» Document excerpt:
Those words are from a communique from Admiral Chester Nimitz, signaling the final curtain on an epic battle, in a war full of epic battles.

US casualties numbered some 12,000 killed and nearly 38,000 wounded in the 82 days of savage fighting. The US Tenth Army consisted of five US Army and three US Marine Divisions (1 in reserve), who landed unopposed on 1 April, Easter Sunday, 1945.

There were many significant events in this brutal fight. Among them: A US Marine General commanding an Army in the field (General Roy S. Geiger), warfare in and among an enemy populace, and a truly massive number of “battle fatigue” cases among US fighting men. Amid the frightful casualties there were charges of incompetence leveled against military commanders by Congressmen, ignorant of the cost of fighting a skilled, determined, prepared, and entrenched enemy on sacred soil. Anyone who has walked the Shuri line, and seen Sugar Loaf, the Half Moon, and the surrounding terrain does not have to imagine much the nightmare of attacking such an enemy there. A superb and gripping account of the land battle on Okinawa can be found in E. B. Sledge’s masterpiece With the Old Breed and many other books.

» Set of tasks:
• A. From the Okinawa passage, print the part that opens with the words containing "US casualties numbered" and closes with "Easter Sunday, 1945.".
• B. According to the Okinawa passage, how many US troops were killed and wounded in the fighting?
Rely only on the text above when responding.

[Pointing and labeling entries]
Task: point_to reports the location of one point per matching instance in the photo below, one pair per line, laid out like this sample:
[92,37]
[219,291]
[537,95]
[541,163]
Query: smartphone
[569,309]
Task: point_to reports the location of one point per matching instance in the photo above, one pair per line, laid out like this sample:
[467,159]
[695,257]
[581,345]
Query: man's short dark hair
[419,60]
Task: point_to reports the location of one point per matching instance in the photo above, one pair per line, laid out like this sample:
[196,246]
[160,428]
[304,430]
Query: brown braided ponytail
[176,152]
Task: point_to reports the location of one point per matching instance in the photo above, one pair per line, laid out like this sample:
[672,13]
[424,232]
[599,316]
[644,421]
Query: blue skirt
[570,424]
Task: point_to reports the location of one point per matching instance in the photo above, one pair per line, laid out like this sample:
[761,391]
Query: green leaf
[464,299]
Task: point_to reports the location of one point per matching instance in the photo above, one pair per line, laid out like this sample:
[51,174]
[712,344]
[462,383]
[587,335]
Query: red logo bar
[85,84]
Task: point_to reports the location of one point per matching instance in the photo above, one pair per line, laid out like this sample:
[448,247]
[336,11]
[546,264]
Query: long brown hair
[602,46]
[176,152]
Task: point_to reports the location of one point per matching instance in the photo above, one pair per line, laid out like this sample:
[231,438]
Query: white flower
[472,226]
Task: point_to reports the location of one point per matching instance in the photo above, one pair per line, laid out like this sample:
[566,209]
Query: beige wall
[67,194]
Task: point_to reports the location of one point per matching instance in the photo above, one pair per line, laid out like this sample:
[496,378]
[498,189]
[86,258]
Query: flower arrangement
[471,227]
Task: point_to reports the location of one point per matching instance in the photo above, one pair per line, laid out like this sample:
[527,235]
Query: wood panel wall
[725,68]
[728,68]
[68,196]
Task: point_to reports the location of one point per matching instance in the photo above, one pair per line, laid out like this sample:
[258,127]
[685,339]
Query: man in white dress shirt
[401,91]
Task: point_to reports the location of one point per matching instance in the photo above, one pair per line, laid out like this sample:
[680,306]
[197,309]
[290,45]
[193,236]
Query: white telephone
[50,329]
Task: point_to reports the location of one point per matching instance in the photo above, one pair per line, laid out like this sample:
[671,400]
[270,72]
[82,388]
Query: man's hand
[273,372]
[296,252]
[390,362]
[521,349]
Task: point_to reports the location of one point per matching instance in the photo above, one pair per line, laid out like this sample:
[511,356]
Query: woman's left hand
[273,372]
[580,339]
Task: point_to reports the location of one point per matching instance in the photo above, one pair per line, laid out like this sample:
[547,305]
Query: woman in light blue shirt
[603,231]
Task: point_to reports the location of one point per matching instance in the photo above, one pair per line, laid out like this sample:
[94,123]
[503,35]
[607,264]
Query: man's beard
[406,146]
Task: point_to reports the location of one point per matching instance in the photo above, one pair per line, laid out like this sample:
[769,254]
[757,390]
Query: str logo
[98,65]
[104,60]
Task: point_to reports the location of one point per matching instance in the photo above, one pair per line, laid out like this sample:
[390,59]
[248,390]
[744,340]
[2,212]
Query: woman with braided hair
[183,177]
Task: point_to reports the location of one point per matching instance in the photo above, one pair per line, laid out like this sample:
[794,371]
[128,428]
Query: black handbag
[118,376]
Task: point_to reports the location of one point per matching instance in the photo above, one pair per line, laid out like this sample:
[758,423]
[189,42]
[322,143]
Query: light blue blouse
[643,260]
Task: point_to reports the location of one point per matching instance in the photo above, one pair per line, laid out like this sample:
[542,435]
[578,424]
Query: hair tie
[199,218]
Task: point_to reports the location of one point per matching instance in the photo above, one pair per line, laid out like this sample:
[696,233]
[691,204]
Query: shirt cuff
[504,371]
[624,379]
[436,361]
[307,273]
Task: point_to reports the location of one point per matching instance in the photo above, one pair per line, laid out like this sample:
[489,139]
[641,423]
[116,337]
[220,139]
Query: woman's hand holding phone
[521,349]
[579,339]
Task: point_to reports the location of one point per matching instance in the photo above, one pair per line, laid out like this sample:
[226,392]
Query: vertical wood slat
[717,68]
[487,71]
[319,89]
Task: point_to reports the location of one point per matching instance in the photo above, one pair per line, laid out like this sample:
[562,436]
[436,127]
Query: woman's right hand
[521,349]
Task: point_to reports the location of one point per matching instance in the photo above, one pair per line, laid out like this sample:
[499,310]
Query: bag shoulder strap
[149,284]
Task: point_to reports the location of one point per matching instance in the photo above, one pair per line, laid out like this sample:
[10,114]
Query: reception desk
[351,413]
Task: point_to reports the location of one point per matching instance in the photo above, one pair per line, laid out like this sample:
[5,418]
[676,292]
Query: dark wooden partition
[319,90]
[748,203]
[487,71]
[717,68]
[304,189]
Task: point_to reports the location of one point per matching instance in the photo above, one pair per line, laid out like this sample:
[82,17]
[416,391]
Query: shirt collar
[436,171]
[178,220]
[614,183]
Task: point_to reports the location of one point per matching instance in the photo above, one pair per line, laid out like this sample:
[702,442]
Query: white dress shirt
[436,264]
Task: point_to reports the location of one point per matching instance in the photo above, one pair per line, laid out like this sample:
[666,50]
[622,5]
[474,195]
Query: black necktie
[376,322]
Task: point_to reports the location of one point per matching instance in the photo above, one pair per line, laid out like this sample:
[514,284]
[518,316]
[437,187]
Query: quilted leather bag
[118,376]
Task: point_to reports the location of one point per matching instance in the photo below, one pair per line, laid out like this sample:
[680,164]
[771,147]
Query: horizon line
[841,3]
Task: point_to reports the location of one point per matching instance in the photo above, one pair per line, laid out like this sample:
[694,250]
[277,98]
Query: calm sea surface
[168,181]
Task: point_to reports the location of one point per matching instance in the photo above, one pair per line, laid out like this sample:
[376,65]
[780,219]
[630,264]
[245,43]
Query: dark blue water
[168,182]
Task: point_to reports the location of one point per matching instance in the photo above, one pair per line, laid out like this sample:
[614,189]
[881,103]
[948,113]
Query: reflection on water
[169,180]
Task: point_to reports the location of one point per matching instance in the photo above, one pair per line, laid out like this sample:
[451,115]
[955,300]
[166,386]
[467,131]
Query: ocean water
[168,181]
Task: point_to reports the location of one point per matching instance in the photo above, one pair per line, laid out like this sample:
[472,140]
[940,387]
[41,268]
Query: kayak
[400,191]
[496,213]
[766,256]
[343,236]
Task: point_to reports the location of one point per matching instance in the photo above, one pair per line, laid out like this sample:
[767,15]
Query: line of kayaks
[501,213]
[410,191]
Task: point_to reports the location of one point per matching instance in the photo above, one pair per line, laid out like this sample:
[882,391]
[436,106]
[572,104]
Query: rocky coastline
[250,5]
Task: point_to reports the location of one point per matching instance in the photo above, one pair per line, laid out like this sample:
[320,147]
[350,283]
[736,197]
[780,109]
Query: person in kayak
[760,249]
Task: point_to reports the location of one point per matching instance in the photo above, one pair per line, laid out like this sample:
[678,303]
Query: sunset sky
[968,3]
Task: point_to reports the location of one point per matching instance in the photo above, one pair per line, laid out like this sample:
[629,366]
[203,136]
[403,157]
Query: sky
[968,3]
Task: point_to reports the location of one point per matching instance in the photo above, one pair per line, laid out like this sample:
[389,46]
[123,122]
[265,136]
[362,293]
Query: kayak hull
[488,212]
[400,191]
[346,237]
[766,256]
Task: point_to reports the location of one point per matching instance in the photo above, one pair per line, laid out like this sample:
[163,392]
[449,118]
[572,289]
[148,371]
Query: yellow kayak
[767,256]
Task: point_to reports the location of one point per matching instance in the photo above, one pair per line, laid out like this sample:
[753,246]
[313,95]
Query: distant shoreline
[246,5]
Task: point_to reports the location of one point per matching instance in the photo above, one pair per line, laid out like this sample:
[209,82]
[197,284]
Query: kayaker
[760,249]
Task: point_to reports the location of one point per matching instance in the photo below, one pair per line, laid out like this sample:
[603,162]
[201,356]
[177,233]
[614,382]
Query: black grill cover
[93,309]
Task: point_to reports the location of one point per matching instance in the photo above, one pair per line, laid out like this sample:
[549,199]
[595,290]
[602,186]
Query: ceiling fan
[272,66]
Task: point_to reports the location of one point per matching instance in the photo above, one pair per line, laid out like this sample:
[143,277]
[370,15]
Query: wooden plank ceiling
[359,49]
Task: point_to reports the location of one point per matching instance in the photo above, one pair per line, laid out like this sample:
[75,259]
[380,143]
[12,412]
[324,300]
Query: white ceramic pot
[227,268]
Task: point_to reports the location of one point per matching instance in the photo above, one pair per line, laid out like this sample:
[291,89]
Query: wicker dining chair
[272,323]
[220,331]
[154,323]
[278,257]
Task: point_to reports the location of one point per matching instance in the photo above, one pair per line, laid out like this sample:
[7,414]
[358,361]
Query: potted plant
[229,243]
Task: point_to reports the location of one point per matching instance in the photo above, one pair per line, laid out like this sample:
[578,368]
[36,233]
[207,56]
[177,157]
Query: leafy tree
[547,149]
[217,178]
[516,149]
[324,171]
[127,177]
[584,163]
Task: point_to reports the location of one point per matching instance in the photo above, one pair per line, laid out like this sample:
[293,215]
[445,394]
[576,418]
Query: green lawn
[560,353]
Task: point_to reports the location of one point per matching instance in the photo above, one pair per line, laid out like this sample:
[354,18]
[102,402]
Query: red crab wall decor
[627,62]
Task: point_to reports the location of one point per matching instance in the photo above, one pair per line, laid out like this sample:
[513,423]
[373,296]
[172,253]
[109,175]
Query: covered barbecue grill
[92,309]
...
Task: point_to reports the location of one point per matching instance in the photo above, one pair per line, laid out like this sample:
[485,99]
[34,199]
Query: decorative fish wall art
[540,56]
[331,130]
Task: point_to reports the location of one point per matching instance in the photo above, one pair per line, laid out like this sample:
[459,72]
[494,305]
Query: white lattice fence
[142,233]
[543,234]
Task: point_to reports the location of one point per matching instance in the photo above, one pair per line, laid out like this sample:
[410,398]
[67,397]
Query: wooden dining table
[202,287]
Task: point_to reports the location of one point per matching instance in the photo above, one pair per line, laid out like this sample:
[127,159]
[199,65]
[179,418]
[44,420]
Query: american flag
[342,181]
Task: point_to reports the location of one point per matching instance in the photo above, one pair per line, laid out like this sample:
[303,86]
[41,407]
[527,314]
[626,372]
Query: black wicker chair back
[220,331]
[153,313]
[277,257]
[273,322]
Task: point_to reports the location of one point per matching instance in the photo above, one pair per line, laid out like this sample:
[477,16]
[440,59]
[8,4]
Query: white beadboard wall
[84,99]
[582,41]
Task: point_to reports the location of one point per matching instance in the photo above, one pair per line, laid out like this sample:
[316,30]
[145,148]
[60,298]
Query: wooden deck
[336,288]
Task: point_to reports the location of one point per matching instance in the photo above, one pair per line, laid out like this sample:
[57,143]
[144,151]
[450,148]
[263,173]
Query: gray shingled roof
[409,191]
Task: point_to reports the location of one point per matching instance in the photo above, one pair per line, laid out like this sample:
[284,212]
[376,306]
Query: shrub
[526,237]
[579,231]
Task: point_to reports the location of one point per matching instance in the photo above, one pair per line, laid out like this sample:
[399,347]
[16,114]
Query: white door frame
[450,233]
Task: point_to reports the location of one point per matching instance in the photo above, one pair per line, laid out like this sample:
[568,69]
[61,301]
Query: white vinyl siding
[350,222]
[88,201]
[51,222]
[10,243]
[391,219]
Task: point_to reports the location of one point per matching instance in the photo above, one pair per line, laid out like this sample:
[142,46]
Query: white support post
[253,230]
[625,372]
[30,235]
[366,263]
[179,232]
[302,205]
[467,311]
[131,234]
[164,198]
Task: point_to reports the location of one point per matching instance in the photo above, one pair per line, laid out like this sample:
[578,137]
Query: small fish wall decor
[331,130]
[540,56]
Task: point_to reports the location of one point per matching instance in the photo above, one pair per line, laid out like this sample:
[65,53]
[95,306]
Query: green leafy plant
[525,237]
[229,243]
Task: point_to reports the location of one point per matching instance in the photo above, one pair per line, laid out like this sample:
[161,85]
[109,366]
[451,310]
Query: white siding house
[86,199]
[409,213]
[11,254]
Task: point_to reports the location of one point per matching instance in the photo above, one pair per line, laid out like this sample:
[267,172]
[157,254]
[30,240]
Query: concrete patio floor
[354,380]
---
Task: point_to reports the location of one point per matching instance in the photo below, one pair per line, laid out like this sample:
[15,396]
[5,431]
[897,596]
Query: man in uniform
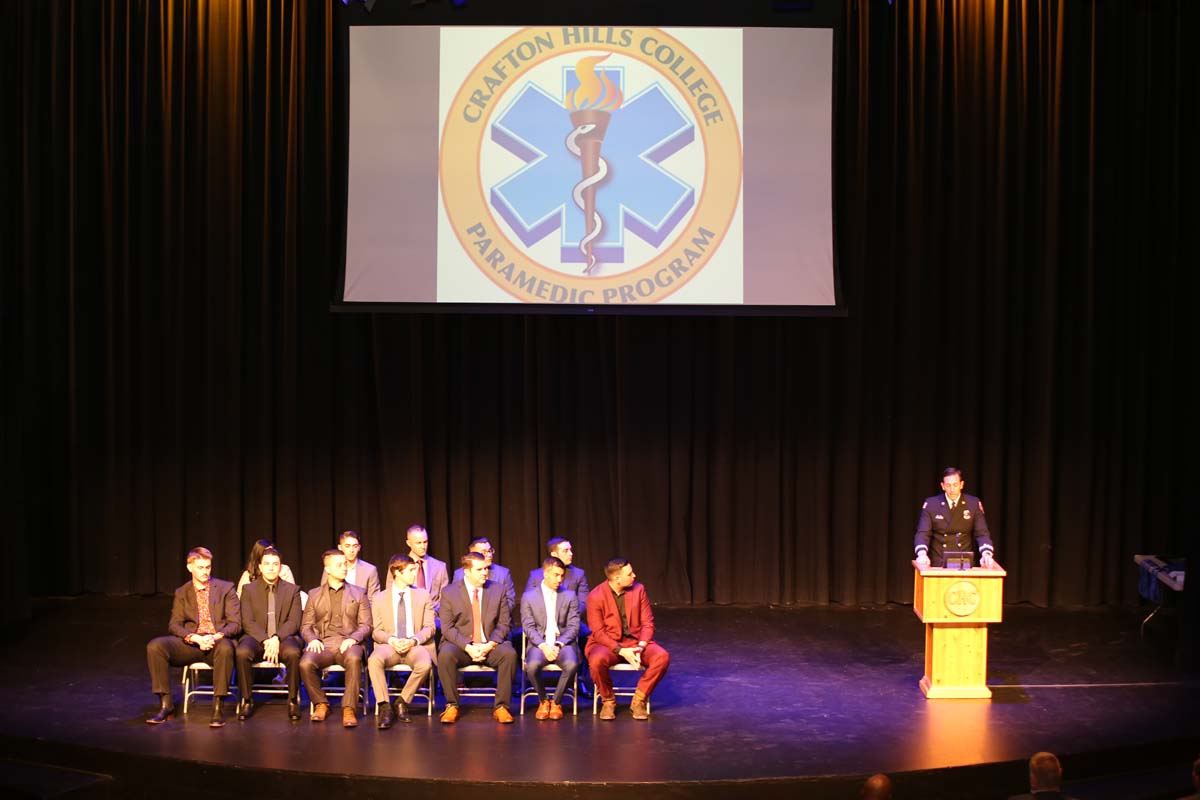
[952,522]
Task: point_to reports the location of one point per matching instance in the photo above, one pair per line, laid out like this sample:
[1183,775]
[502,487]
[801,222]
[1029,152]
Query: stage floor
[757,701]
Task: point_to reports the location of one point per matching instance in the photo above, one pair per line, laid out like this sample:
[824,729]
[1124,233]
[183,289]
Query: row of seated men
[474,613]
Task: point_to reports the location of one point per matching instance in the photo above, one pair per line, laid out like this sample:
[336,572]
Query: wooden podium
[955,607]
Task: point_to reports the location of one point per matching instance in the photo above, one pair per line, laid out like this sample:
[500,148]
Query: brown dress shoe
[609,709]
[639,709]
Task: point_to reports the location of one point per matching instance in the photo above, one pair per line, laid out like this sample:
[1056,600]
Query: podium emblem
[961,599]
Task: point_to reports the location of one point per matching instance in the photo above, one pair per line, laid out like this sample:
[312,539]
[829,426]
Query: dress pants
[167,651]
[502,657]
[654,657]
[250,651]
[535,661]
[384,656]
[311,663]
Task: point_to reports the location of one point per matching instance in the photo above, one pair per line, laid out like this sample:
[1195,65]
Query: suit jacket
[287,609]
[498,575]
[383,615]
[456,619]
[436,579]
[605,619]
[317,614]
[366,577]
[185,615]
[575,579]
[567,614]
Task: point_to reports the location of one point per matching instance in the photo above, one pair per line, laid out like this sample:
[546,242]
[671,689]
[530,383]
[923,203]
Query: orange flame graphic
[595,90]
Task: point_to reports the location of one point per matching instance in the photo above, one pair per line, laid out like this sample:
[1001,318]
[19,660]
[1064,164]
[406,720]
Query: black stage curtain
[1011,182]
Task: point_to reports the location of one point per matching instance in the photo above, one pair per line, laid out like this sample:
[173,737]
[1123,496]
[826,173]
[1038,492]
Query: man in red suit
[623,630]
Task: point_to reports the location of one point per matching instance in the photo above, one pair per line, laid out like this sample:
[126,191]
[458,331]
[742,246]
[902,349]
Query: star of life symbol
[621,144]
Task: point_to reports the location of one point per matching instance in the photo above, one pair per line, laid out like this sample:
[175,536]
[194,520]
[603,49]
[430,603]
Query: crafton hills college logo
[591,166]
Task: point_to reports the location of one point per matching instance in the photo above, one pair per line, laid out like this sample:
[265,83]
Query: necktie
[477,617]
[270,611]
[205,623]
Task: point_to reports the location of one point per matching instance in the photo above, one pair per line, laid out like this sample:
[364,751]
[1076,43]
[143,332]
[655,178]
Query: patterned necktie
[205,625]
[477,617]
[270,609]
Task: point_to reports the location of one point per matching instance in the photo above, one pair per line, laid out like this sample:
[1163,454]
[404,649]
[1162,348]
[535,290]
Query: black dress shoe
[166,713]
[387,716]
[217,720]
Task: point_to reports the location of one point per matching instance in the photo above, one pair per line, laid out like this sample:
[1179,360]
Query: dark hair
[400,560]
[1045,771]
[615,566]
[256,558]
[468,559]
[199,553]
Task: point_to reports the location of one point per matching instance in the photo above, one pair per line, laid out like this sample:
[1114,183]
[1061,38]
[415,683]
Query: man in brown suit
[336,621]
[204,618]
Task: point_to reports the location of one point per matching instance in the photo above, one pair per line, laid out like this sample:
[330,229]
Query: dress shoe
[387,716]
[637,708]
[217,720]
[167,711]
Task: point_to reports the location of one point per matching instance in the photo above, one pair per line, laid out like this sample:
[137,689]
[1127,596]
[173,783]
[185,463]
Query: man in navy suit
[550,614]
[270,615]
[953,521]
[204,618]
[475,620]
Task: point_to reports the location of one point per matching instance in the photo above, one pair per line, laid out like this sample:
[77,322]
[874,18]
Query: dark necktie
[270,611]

» Answers given:
• A.
US casualties numbered some 12,000 killed and nearly 38,000 wounded in the 82 days of savage fighting. The US Tenth Army consisted of five US Army and three US Marine Divisions (1 in reserve), who landed unopposed on 1 April, Easter Sunday, 1945.

• B. Some 12,000 US troops were killed and nearly 38,000 were wounded.